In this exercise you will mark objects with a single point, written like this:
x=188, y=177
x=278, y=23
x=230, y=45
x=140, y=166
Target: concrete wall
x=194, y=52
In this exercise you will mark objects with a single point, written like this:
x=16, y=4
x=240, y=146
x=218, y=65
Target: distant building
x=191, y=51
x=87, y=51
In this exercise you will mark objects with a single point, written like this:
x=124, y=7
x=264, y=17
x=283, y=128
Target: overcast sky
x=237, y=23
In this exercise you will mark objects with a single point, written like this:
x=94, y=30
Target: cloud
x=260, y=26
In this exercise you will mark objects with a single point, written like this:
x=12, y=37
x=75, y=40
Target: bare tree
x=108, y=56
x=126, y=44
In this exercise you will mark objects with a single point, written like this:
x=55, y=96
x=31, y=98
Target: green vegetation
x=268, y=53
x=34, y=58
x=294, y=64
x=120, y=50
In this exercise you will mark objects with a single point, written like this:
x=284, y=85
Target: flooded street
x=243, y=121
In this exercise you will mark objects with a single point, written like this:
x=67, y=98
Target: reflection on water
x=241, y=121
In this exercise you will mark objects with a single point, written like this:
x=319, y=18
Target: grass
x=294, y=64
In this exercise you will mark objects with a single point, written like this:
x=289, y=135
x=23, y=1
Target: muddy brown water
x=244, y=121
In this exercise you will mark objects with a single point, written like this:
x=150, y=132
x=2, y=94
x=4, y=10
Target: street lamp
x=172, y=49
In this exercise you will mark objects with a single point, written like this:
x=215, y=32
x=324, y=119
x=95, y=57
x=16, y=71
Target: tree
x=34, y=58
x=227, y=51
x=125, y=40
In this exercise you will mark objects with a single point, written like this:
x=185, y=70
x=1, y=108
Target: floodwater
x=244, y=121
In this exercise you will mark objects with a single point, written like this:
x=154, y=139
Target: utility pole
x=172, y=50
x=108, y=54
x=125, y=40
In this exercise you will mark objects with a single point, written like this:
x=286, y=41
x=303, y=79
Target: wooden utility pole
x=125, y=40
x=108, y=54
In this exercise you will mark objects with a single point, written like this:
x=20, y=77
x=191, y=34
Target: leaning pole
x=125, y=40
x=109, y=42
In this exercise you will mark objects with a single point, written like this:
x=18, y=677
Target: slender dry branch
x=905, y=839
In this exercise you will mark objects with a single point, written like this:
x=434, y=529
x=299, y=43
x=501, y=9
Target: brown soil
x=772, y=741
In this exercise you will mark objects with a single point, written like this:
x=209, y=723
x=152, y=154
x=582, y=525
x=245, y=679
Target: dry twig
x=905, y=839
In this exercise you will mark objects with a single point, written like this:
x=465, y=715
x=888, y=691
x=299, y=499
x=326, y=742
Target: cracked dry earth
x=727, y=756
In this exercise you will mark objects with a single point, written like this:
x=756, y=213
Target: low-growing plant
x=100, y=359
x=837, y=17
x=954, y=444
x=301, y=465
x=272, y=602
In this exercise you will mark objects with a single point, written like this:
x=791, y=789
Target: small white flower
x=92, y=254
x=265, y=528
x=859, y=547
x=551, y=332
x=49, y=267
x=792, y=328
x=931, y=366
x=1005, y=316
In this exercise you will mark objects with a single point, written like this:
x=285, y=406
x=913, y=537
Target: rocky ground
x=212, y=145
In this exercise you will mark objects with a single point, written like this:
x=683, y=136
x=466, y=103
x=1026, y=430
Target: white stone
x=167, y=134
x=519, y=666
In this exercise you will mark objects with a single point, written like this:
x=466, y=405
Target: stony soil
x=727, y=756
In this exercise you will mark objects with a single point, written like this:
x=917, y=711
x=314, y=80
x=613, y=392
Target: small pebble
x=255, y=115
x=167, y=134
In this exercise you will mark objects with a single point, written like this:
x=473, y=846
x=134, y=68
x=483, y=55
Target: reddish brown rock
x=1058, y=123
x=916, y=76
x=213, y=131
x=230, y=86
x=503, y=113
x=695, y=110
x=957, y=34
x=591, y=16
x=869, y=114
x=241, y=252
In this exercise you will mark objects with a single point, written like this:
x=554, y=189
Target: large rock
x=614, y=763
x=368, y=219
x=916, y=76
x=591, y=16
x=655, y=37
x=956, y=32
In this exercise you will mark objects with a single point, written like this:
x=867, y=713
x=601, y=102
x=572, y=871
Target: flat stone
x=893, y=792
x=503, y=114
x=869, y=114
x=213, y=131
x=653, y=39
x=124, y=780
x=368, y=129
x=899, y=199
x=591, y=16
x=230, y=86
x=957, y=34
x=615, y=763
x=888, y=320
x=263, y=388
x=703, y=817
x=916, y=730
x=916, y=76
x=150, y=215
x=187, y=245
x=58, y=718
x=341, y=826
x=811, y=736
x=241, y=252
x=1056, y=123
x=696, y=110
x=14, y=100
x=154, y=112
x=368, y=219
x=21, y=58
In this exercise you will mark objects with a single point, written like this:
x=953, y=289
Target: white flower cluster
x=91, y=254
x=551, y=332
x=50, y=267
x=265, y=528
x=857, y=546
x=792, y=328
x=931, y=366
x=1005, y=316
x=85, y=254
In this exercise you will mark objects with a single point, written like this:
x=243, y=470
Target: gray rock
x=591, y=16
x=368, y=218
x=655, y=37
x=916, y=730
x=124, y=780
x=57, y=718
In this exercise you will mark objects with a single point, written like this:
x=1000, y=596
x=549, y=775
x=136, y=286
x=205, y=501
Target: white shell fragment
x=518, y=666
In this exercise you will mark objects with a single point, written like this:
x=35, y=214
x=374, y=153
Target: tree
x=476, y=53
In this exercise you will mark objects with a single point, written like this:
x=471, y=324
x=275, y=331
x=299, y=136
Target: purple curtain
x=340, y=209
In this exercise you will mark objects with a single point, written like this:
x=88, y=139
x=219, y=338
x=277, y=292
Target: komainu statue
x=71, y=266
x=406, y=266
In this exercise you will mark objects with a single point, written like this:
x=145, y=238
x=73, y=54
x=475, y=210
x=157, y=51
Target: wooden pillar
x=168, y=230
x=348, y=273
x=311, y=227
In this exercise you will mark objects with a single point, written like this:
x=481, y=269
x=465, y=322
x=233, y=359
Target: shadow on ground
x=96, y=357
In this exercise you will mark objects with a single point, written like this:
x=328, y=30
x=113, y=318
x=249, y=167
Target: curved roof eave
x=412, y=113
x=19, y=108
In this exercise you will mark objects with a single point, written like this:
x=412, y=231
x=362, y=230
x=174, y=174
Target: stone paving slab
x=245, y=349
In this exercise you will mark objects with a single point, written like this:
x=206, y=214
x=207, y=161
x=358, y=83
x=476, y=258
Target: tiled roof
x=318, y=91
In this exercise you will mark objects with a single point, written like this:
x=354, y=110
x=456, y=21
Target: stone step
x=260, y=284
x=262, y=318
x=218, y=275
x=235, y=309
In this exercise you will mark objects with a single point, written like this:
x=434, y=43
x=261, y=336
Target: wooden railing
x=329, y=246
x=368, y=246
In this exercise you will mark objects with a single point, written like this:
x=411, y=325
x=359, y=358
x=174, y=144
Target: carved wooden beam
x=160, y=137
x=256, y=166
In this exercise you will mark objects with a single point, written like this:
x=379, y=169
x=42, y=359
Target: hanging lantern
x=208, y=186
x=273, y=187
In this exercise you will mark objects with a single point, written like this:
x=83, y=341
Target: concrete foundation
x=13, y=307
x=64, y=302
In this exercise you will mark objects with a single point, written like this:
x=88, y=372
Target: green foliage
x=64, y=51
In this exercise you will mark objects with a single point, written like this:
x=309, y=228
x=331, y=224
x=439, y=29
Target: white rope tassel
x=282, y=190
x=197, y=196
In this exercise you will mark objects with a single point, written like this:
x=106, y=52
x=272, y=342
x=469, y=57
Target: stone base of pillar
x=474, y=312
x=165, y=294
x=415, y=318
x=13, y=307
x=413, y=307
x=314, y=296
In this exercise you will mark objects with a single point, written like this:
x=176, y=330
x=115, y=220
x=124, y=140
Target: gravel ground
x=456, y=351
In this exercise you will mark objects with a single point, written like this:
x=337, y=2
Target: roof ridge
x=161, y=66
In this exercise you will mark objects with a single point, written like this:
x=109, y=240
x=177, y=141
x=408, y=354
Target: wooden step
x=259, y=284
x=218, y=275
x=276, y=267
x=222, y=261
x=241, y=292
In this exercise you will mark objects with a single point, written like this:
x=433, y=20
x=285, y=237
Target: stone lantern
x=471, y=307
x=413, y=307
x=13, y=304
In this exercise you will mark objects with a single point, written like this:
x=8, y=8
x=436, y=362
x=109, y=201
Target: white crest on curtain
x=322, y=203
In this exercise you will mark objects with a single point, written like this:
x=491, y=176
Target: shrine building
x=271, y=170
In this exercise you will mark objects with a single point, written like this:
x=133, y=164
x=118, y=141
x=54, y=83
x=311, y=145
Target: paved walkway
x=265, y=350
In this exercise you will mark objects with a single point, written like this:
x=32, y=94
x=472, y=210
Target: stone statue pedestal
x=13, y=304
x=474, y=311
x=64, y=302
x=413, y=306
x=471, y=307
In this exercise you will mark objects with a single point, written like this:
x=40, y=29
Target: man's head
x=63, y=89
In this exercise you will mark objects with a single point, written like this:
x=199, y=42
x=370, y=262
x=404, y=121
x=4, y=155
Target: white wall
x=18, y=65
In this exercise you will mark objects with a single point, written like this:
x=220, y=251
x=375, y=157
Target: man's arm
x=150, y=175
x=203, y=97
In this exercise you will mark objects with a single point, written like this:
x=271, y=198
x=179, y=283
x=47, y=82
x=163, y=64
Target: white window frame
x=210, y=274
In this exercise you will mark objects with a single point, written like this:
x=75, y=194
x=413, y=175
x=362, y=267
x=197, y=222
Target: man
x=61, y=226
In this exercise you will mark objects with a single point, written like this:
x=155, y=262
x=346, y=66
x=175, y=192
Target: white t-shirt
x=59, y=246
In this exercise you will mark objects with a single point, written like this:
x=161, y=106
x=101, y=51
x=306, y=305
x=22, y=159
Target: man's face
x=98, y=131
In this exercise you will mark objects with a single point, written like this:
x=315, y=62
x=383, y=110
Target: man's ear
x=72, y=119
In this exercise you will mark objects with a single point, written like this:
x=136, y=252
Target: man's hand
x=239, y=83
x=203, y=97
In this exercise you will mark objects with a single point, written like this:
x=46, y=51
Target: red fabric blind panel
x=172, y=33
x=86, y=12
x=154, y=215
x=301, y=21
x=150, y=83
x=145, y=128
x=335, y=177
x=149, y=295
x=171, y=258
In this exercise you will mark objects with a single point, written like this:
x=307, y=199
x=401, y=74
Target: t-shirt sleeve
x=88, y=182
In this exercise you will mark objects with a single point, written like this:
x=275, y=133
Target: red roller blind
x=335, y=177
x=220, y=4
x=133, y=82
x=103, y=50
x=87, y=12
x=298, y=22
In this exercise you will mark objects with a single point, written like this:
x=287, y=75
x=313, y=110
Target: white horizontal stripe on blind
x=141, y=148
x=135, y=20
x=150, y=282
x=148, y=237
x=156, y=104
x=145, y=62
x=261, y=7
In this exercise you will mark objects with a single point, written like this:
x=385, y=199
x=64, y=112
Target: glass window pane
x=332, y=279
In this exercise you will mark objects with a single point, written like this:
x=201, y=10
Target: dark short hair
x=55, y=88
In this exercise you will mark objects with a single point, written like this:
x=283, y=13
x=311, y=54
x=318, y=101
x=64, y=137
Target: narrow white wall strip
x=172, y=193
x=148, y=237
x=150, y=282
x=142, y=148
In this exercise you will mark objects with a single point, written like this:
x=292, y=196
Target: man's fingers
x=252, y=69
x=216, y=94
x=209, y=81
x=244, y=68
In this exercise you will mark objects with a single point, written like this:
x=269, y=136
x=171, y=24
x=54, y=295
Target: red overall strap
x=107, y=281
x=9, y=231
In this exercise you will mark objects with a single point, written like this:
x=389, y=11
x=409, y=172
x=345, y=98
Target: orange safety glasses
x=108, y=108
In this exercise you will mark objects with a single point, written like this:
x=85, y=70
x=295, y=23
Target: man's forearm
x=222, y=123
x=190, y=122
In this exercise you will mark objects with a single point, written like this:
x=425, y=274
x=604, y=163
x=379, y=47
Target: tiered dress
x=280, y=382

+===+

### What to work on
Print the material from its first line through the line that contains "x=172, y=49", both included, with every line unchanged.

### Result of this task
In this exercise you will mark objects with a single point, written like this:
x=188, y=177
x=278, y=23
x=230, y=45
x=140, y=166
Target: concrete wall
x=194, y=52
In this exercise you will mark objects with a single point, written like this:
x=16, y=4
x=240, y=146
x=218, y=65
Target: distant building
x=191, y=51
x=87, y=51
In this exercise you will mark objects with a single point, written like this:
x=124, y=7
x=264, y=17
x=283, y=128
Target: overcast sky
x=237, y=23
In this exercise you will mark objects with a single point, written like this:
x=94, y=30
Target: cloud
x=260, y=26
In this exercise you will mark objects with a single point, written like this:
x=12, y=37
x=75, y=40
Target: bare tree
x=108, y=56
x=126, y=44
In this exercise you will mark objects with a single point, written like this:
x=55, y=96
x=31, y=98
Target: green vegetation
x=268, y=53
x=34, y=58
x=294, y=64
x=120, y=50
In this exercise you will mark objects with a single point, written like this:
x=284, y=85
Target: flooded street
x=243, y=121
In this exercise you will mark objects with a single point, written like this:
x=67, y=98
Target: reflection on water
x=241, y=121
In this exercise you will mark objects with a single point, written like this:
x=319, y=18
Target: grass
x=294, y=64
In this exercise you will mark objects with a single point, written like this:
x=289, y=135
x=23, y=1
Target: muddy brown water
x=244, y=121
In this exercise you will mark objects with a single point, written like this:
x=150, y=132
x=2, y=94
x=4, y=10
Target: street lamp
x=172, y=49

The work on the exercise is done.